_Problem to solve_
Rewrite all the entries below, changing "Outline list" to "Polygon list" and keeping everything else the same. Leave the picture markers out of your answer.

(Image boundary annotation data)
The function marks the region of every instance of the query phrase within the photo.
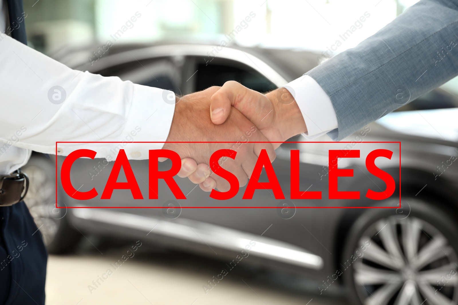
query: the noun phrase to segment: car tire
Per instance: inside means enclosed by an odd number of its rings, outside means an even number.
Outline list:
[[[402,202],[402,213],[371,209],[350,230],[338,267],[350,304],[458,304],[458,230],[452,213],[437,203]]]
[[[44,156],[33,155],[21,170],[28,176],[30,182],[24,201],[48,252],[57,254],[71,251],[81,234],[69,223],[67,209],[55,207],[55,165]],[[65,205],[59,201],[59,206]]]

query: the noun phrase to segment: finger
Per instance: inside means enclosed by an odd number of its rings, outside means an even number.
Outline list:
[[[212,122],[217,124],[224,123],[229,115],[231,106],[260,129],[271,126],[275,120],[273,106],[268,98],[236,81],[230,80],[212,96]]]
[[[246,89],[236,81],[226,81],[210,98],[210,117],[213,124],[219,125],[226,121],[230,112],[230,107],[235,102],[236,93]]]
[[[252,140],[253,142],[267,142],[268,140],[259,130],[253,132]],[[266,150],[267,151],[267,155],[270,160],[271,163],[273,162],[277,156],[275,153],[275,149],[280,146],[281,143],[256,143],[253,147],[253,151],[257,157],[259,156],[262,150]]]
[[[191,158],[185,158],[181,159],[181,168],[177,175],[179,177],[184,178],[196,171],[197,164],[194,159]]]
[[[204,192],[211,192],[212,190],[216,187],[216,182],[211,177],[208,177],[206,180],[200,183],[199,186]]]
[[[235,176],[240,187],[245,186],[248,182],[248,177],[238,162],[229,158],[220,165],[222,167]],[[225,179],[214,173],[212,175],[212,177],[216,182],[216,188],[220,192],[227,192],[230,188],[230,184]]]
[[[197,166],[196,171],[190,175],[188,178],[192,183],[199,184],[205,181],[211,173],[210,166],[205,163],[201,163]]]
[[[266,150],[267,151],[267,155],[269,156],[270,163],[273,162],[277,157],[275,150],[273,149],[273,146],[271,143],[255,143],[253,150],[255,154],[258,157],[259,156],[261,150]]]
[[[253,151],[253,147],[251,147],[250,149],[252,150],[252,151]],[[251,174],[253,173],[253,171],[255,169],[255,165],[256,164],[256,161],[257,161],[257,157],[253,152],[248,155],[244,156],[242,160],[242,168],[243,169],[244,171],[249,178],[251,177]]]

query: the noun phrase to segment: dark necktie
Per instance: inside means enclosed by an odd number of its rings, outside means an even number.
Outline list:
[[[10,16],[10,26],[11,28],[14,29],[11,32],[11,36],[27,45],[26,26],[22,15],[24,13],[22,0],[6,0],[6,3],[8,4],[8,13]],[[20,22],[19,21],[21,22]]]

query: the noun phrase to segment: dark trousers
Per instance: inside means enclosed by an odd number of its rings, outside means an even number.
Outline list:
[[[48,253],[23,202],[0,208],[0,305],[44,305]]]

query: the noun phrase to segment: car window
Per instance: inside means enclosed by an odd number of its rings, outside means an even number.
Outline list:
[[[212,86],[222,86],[228,80],[238,81],[253,90],[265,92],[277,88],[267,77],[249,67],[235,60],[215,58],[206,62],[203,58],[196,58],[195,91]]]
[[[178,70],[169,59],[164,58],[133,61],[97,73],[104,76],[119,76],[123,80],[179,93]]]

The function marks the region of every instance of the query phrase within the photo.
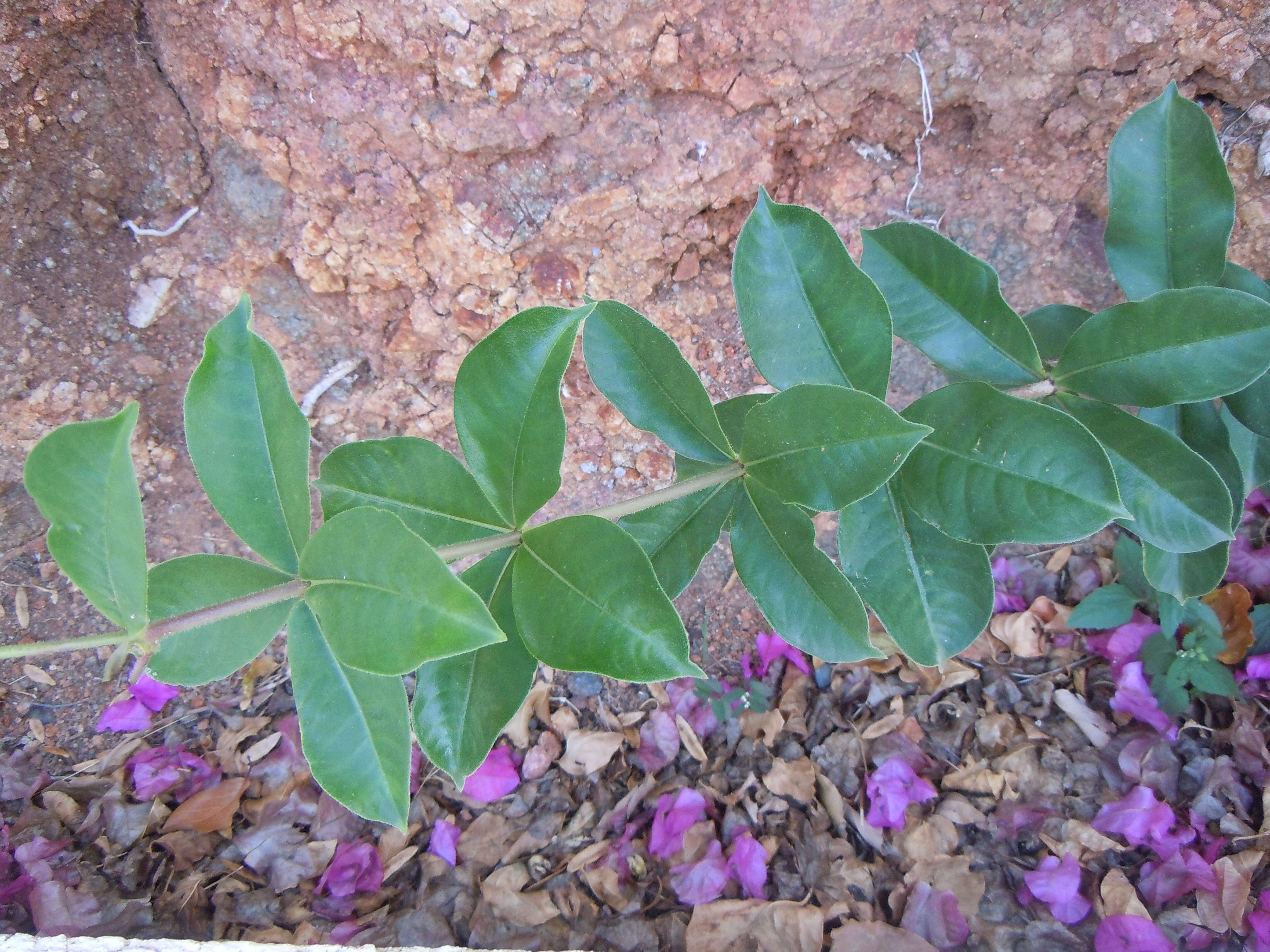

_Written reply_
The function marks the region of every instance of the query phrase within the photo.
query: the noun phrase to segment: car tire
Per instance: inside means enclosed by an odd number of its rings, outside means an even number.
Polygon list:
[[[402,202],[402,213],[371,209],[350,230],[338,267],[350,304],[458,304],[458,230],[452,213],[437,203]]]
[[[44,156],[33,155],[21,170],[28,176],[30,182],[24,201],[48,252],[57,254],[71,251],[81,234],[69,223],[67,209],[55,207],[55,165]],[[65,205],[59,201],[59,206]]]

query: the noun phrase to segment: finger
Per instance: inside means enclosed by an odd number of its rings, outside means an even number.
Polygon list:
[[[212,122],[217,124],[224,123],[229,115],[231,106],[260,129],[271,126],[275,120],[273,106],[268,98],[236,81],[230,80],[212,96]]]
[[[246,89],[236,81],[226,81],[210,98],[210,117],[213,124],[219,125],[226,121],[230,112],[230,107],[235,102],[236,93]]]
[[[252,140],[253,142],[267,142],[268,140],[259,130],[253,132]],[[266,150],[267,151],[267,155],[270,160],[271,163],[273,162],[277,156],[275,153],[275,149],[280,146],[281,143],[256,143],[253,147],[253,151],[257,157],[259,156],[262,150]]]
[[[191,158],[185,158],[181,159],[181,168],[177,175],[179,177],[184,178],[196,171],[197,164],[194,159]]]
[[[204,192],[211,192],[212,190],[216,187],[216,182],[211,177],[208,177],[206,180],[200,183],[199,186]]]
[[[235,176],[240,187],[245,186],[248,182],[248,177],[238,162],[229,158],[220,165],[222,167]],[[225,179],[214,173],[212,175],[212,177],[216,182],[216,188],[220,192],[227,192],[230,188],[230,184]]]
[[[197,166],[196,171],[190,175],[188,178],[192,183],[199,184],[205,181],[211,173],[210,166],[205,163],[201,163]]]
[[[266,150],[267,151],[267,155],[269,156],[270,163],[273,162],[277,157],[275,150],[273,149],[273,146],[271,143],[255,143],[253,150],[255,154],[258,157],[259,156],[261,150]]]
[[[253,151],[253,147],[251,147],[250,149],[252,150],[252,151]],[[251,174],[253,173],[253,171],[255,169],[255,165],[256,164],[256,161],[257,161],[257,157],[253,152],[248,155],[244,156],[242,160],[242,168],[243,169],[244,171],[249,178],[251,177]]]

query: the noun phrase to segment: dark necktie
Per instance: inside means enclosed by an odd number of its rings, outside means an even number.
Polygon list:
[[[10,16],[10,26],[11,28],[14,29],[11,32],[11,36],[27,45],[26,26],[22,15],[24,13],[22,0],[6,0],[6,3],[8,4],[8,13]],[[20,22],[19,21],[21,22]]]

query: the noun phrase to segment: dark trousers
Per instance: inside means enclosed by an odd number of its rings, outside means an even number.
Polygon list:
[[[48,253],[23,202],[0,208],[0,305],[44,305]]]

query: the noun phrase to segment: car window
Per instance: inside means enclosed by an odd number of its rings, outside means an even number.
Polygon list:
[[[212,86],[222,86],[228,80],[238,81],[253,90],[265,92],[277,88],[267,77],[249,67],[235,60],[215,58],[206,62],[203,58],[196,58],[195,91]]]
[[[178,70],[169,59],[164,58],[133,61],[97,73],[104,76],[119,76],[123,80],[179,93]]]

The function marks the region of every instance of the query phrase within the photo.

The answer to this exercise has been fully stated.